▸ **Records for the exercise**:
— START —
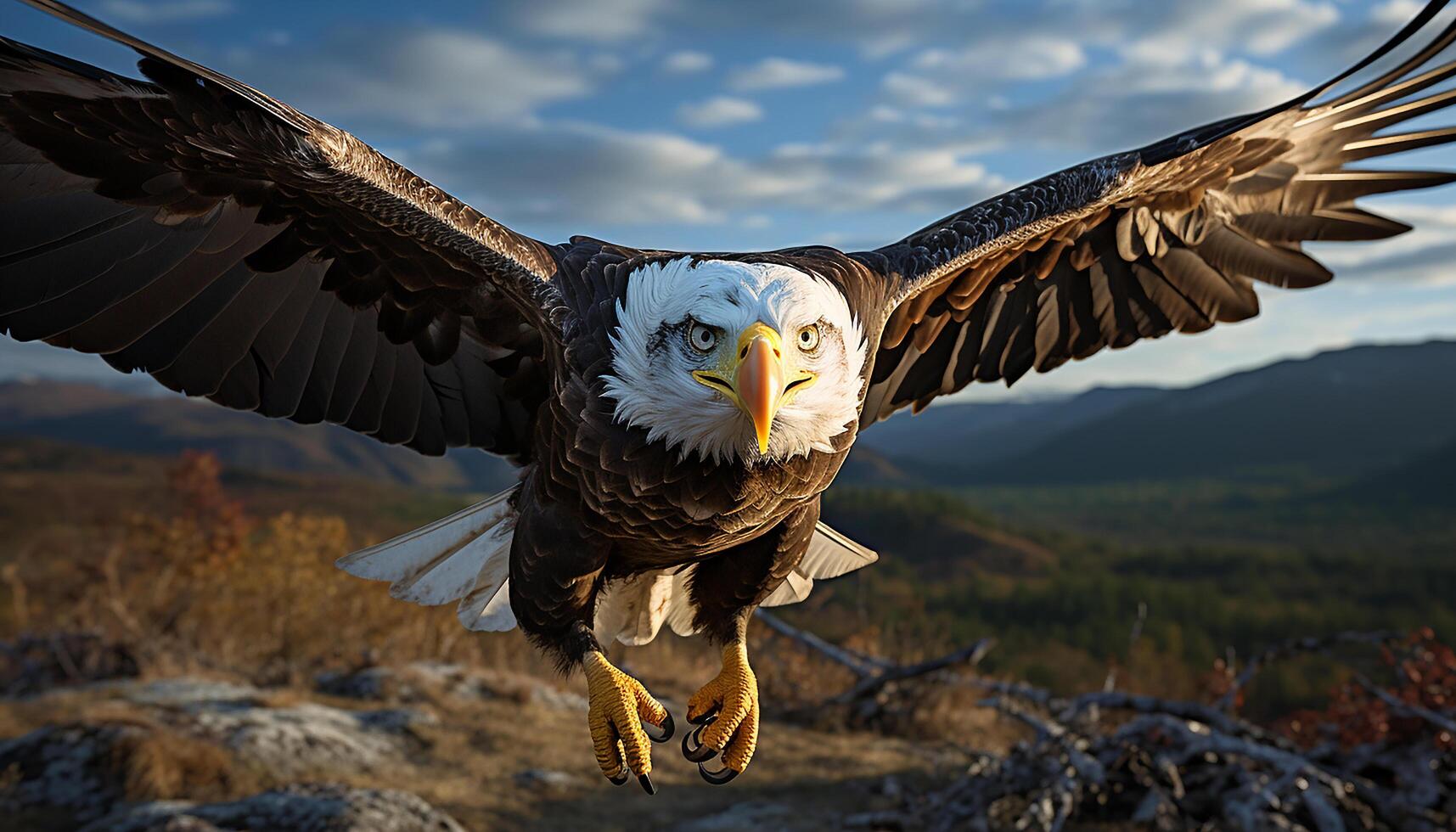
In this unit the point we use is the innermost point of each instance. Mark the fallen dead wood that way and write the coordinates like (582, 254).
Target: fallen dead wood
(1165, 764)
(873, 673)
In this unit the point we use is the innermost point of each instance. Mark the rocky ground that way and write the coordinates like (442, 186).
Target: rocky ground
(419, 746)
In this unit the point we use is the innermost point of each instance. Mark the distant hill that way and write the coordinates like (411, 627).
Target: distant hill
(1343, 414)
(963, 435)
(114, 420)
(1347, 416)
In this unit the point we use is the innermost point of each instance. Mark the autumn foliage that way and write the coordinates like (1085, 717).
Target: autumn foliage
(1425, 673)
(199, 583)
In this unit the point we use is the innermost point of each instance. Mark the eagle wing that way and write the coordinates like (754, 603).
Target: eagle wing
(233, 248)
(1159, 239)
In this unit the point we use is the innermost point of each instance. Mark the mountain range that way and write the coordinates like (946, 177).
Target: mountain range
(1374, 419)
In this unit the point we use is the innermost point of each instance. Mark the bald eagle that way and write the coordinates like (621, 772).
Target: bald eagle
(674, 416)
— END —
— START —
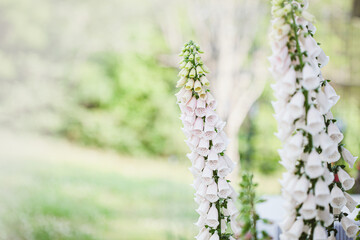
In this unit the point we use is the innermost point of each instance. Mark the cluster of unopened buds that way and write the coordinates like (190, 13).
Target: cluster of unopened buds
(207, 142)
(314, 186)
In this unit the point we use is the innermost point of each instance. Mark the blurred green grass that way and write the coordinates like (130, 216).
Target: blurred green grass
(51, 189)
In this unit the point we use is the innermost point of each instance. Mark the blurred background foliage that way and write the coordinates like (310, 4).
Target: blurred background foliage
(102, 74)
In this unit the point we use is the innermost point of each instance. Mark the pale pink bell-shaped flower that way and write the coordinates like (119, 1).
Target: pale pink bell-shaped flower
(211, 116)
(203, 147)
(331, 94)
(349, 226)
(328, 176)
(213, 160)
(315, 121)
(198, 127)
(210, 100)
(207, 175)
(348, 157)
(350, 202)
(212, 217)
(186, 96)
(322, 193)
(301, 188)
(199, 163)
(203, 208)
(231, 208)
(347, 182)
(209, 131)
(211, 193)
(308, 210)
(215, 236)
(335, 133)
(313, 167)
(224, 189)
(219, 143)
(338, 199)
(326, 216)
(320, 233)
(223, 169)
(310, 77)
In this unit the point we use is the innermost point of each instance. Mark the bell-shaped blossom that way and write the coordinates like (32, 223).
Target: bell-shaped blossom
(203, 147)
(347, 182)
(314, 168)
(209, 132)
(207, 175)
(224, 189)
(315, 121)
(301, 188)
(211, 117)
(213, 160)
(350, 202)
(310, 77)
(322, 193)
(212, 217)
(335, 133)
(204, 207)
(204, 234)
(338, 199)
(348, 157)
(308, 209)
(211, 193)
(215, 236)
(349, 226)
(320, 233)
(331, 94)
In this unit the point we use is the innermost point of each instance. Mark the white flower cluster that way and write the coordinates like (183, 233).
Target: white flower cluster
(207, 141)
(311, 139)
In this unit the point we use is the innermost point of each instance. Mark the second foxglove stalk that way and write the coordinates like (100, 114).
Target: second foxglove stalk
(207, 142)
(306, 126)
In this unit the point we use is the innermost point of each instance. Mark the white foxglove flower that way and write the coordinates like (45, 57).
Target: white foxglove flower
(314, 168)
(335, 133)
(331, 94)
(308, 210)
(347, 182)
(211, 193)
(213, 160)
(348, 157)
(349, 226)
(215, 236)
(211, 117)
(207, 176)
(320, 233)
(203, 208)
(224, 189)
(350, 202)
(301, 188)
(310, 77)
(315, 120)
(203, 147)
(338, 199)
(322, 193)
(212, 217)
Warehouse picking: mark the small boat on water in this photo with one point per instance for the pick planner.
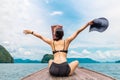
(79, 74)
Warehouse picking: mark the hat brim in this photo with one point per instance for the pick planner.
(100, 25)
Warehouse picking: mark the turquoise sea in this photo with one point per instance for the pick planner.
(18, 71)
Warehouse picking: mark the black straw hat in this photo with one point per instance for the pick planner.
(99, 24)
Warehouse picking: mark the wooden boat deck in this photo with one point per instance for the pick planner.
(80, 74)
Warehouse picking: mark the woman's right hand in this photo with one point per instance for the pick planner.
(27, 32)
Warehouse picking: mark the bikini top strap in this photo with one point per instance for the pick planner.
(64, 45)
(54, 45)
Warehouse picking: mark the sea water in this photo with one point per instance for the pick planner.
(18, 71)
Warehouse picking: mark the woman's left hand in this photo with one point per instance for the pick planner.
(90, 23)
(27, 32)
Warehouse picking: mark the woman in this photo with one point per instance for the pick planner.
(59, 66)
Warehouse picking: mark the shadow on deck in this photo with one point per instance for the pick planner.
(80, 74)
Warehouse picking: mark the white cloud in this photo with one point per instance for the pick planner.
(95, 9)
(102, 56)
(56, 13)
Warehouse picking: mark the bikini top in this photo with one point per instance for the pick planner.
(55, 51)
— END —
— START —
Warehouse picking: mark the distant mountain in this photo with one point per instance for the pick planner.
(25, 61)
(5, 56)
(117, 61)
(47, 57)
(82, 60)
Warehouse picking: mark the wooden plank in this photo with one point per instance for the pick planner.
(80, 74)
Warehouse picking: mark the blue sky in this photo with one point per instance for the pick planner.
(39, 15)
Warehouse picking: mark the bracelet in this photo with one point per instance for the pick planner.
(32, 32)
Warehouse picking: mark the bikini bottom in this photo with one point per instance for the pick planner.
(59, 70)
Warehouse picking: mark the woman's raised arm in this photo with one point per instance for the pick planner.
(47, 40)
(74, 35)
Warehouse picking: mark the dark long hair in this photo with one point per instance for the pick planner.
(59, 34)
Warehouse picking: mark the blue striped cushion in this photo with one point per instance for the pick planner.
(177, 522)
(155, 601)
— END —
▸ **Prompt**:
Report each line in the material above that contains the word "hand", copying those lines in full.

▸ **Output**:
Warehouse picking: mark the woman's right hand in this photo with one point per instance for the pick planner.
Warehouse picking: mark the woman's left hand in this photo with one point per instance for the pick planner.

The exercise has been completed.